GIVEN PASSAGE:
BIODIVERSITY AND MOLECULAR

SYSTEMATIC DATABASES.

Marc W. Allard, Louis Weintraub Assistant Professor of Biology

343 Lisner Hall, Department of Biological Sciences, The George Washington University, Washington, DC 20052

Tel (202)994-7065 (office), Fax (202)994-6100

e-mail mwallard@gwu.edu

web http://www.gwu.edu/~clade/faculty/allard

Key words: databases, molecular systematics, and biodiversity.

This paper is in press in a symposium volume. First International Conference on Biodiversity and Renewable Natural Resources Preservation, Al Akhawayn University, Ifrane, Morocco.

© Copyright 1999 by Marc W. Allard. All Rights Reserved.

Introduction

To better understand biodiversity, many scientists are collecting information concerning the genetic variation found among organisms. This genetic data often is used to supplement the morphological variation observed among taxa. Genetic information provides additional characters with which to distinguish taxa. Sequence data has become a powerful tool for understanding the systematic relationships of taxa and for assisting managers in the protection and conservation of threatened and endangered organisms. While most of the genetic data found in international databases are from laboratory organisms, crop plants, domestic animals and humans, this information is nonetheless extremely valuable for comparative molecular approaches. This contribution is a brief review of the databases that have been used for studies of biodiversity and systematics.

Searching Information by subject.

Probably one of the simplest methods of searching the world wide web is to choose key words such as molecular biology or biodiversity. If you do this sort of broad search on the internet then you will find a large number of databases. An alternative approach is to go to a central web site at a University such as Pedro's biomolecular research tools. http://www.iastate.edu/~pedro/research_tools.html (Pedro),
Berkeley Phylogenetic Resources (U.C. Berkeley),
or the Harvard Biological links site http://www.mcb.harvard.edu/BioLinks.html. Most large museums and research institutes also maintain web sites. A number of these web sites have been listed in Table 1 for your ease. As you explore each site, remember to read the "read me" and "help" files associated with each database, as many of these data files are subsets of larger databases. For example, (http://www.ncbi.nlm.nih.gov/Web/Genbank/ is actually a consortium of databases. It includes the DNA DataBank of Japan (DDBJ), the European Molecular Biology Laboratory databases (EMBL), and GenBank at the National Center for Biotechnology Information (NCBI). If you examine Entrez, another even larger database at the NCBI, http://www.ncbi.nlm.nih.gov/Entrez/ you can search all of the GenBank database as well as numerous other databases including Medline, SWISS-PROT, PIR, PDB, PRF, dbEST, US and European patent offices.

PROBLEM STATEMENT:
Rewrite the passage on biodiversity databases from "Introduction" up to and including "biodiversity and systematics.", swapping every "taxa" for "lineages".

[Data entries]
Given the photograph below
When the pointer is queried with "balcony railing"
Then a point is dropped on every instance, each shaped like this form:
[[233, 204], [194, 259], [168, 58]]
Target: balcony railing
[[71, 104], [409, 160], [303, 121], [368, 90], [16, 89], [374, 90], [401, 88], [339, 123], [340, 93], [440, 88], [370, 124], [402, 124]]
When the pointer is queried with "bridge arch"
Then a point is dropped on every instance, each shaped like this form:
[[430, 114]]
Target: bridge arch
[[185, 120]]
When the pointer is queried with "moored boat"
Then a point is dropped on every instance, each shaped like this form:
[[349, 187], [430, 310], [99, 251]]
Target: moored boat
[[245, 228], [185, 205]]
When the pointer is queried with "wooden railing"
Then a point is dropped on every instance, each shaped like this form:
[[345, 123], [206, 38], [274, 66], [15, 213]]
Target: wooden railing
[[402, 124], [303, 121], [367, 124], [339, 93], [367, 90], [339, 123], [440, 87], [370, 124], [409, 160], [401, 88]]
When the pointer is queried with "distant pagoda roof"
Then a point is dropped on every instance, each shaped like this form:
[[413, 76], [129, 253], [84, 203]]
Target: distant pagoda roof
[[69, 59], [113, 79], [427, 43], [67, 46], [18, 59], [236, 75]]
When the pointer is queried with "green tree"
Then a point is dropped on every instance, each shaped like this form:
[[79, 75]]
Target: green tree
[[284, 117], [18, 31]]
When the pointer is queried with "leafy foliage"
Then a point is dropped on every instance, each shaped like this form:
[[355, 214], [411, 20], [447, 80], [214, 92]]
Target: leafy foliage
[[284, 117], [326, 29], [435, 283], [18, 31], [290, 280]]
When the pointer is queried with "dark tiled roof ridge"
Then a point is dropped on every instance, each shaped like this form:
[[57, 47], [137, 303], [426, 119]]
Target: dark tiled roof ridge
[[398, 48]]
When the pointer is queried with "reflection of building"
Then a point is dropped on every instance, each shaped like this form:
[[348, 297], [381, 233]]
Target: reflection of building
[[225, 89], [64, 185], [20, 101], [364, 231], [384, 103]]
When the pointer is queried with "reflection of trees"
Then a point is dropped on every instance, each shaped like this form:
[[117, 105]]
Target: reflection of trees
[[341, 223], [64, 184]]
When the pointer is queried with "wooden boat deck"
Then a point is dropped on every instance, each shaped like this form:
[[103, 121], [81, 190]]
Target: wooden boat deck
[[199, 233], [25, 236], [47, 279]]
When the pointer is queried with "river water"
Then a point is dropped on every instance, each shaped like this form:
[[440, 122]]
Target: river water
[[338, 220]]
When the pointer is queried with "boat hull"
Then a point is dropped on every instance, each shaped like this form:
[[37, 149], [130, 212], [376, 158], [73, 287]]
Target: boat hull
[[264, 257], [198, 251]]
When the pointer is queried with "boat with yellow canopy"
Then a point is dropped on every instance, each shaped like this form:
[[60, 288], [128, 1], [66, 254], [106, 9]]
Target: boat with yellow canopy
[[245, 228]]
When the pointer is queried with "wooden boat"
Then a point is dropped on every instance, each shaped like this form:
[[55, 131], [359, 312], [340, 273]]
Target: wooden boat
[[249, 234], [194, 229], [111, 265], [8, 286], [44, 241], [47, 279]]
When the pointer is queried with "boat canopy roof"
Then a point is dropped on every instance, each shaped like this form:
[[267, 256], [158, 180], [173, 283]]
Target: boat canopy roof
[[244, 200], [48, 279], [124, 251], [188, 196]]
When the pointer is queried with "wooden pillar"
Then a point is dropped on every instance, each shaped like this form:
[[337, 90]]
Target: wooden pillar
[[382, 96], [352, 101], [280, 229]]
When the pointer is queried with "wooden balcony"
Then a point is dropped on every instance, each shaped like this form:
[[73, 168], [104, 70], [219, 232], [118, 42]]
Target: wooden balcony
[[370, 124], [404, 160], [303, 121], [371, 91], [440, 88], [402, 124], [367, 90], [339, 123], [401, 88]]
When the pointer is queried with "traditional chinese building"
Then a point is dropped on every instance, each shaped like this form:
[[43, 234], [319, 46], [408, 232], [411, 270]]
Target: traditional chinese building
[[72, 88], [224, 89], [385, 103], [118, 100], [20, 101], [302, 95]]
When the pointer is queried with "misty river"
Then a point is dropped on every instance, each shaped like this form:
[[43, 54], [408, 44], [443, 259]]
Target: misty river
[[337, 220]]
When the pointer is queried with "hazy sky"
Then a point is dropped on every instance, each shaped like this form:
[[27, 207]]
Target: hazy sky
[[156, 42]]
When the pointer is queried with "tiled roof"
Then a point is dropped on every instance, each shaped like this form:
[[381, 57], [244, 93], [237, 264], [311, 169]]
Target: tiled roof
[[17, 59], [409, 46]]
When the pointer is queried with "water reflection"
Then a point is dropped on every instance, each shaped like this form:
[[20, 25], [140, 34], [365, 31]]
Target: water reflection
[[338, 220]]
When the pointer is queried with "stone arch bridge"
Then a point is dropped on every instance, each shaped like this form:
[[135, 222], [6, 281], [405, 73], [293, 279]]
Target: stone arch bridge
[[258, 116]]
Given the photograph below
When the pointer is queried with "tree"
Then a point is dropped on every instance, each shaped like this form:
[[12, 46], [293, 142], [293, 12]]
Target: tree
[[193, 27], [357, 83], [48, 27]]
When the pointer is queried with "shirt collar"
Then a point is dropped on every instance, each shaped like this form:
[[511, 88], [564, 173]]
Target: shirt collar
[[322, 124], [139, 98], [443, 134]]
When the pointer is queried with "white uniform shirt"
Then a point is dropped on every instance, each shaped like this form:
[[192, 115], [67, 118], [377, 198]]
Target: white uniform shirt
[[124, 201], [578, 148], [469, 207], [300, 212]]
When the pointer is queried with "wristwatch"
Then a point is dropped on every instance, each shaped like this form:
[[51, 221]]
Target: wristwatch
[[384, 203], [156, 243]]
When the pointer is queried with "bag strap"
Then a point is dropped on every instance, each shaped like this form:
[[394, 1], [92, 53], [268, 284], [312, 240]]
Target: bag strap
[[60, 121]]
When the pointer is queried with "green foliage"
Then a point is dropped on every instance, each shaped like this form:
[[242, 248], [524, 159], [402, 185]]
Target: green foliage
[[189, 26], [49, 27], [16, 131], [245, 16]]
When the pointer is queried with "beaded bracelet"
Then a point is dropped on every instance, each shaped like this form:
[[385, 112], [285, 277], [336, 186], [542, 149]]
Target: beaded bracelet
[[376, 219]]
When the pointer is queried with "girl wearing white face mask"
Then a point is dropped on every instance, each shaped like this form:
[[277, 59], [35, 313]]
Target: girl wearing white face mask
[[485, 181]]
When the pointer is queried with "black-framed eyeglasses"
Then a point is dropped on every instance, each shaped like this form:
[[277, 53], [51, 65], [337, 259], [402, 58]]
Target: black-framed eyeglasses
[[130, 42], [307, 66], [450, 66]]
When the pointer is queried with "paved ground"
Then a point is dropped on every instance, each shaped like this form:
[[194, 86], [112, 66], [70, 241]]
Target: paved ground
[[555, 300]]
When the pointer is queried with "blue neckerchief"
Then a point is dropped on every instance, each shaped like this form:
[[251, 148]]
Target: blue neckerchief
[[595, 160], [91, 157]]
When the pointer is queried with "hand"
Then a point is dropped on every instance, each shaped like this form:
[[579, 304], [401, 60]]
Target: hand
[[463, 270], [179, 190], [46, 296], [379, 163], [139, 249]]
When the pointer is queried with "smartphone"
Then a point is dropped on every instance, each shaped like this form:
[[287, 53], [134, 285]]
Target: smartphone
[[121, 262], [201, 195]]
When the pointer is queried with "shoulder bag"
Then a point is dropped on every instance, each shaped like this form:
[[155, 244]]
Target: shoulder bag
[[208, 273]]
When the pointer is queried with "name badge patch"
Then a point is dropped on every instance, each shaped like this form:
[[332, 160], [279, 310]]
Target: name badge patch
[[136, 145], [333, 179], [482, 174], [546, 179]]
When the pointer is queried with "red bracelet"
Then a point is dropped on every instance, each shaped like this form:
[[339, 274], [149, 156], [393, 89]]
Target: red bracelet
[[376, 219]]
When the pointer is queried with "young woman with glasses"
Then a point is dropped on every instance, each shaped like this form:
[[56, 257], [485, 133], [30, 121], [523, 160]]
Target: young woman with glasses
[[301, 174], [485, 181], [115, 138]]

SOLUTION:
Introduction

To better understand biodiversity, many scientists are collecting information concerning the genetic variation found among organisms. This genetic data often is used to supplement the morphological variation observed among lineages. Genetic information provides additional characters with which to distinguish lineages. Sequence data has become a powerful tool for understanding the systematic relationships of lineages and for assisting managers in the protection and conservation of threatened and endangered organisms. While most of the genetic data found in international databases are from laboratory organisms, crop plants, domestic animals and humans, this information is nonetheless extremely valuable for comparative molecular approaches. This contribution is a brief review of the databases that have been used for studies of biodiversity and systematics.